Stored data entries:
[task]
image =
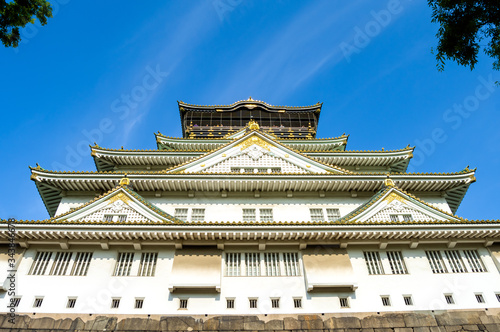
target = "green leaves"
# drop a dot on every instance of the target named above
(17, 14)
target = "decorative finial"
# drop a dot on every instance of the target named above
(388, 182)
(253, 125)
(125, 181)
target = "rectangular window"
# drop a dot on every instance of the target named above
(408, 299)
(396, 262)
(14, 302)
(344, 302)
(249, 215)
(475, 262)
(198, 215)
(181, 214)
(81, 264)
(373, 262)
(333, 214)
(266, 214)
(436, 261)
(407, 217)
(38, 302)
(317, 214)
(40, 263)
(386, 301)
(123, 264)
(252, 303)
(252, 262)
(233, 261)
(291, 262)
(455, 261)
(183, 303)
(272, 260)
(71, 302)
(115, 303)
(147, 266)
(61, 263)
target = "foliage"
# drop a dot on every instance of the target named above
(16, 14)
(464, 27)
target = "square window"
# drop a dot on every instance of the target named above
(344, 302)
(252, 303)
(115, 303)
(408, 299)
(71, 302)
(38, 302)
(183, 303)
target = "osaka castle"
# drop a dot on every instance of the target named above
(250, 213)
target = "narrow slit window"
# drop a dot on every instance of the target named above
(344, 302)
(396, 262)
(291, 262)
(123, 264)
(475, 262)
(436, 261)
(81, 264)
(373, 262)
(40, 263)
(147, 266)
(455, 261)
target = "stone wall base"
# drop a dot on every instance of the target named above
(422, 321)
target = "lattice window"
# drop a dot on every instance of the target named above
(436, 261)
(249, 215)
(181, 213)
(40, 263)
(198, 215)
(233, 264)
(455, 261)
(333, 214)
(291, 263)
(266, 214)
(147, 265)
(373, 262)
(61, 263)
(396, 262)
(317, 214)
(124, 264)
(81, 264)
(272, 261)
(252, 263)
(475, 262)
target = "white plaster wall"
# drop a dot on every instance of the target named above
(96, 290)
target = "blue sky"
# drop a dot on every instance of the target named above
(87, 76)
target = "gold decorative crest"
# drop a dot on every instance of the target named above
(254, 140)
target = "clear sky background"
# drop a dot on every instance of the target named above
(369, 62)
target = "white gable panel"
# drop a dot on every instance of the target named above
(254, 159)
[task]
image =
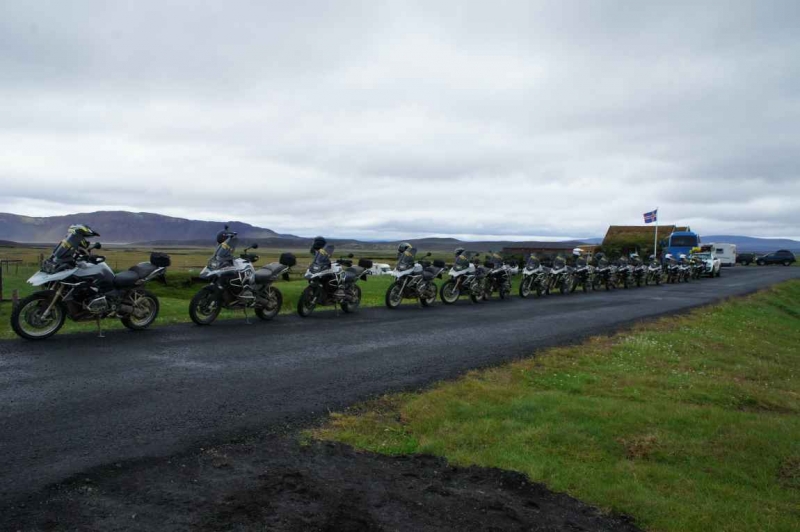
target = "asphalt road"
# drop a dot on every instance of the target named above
(75, 401)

> [Task prompt]:
Exactly one number is the answer: how many lines in the data include the word "window".

> [The answer]:
4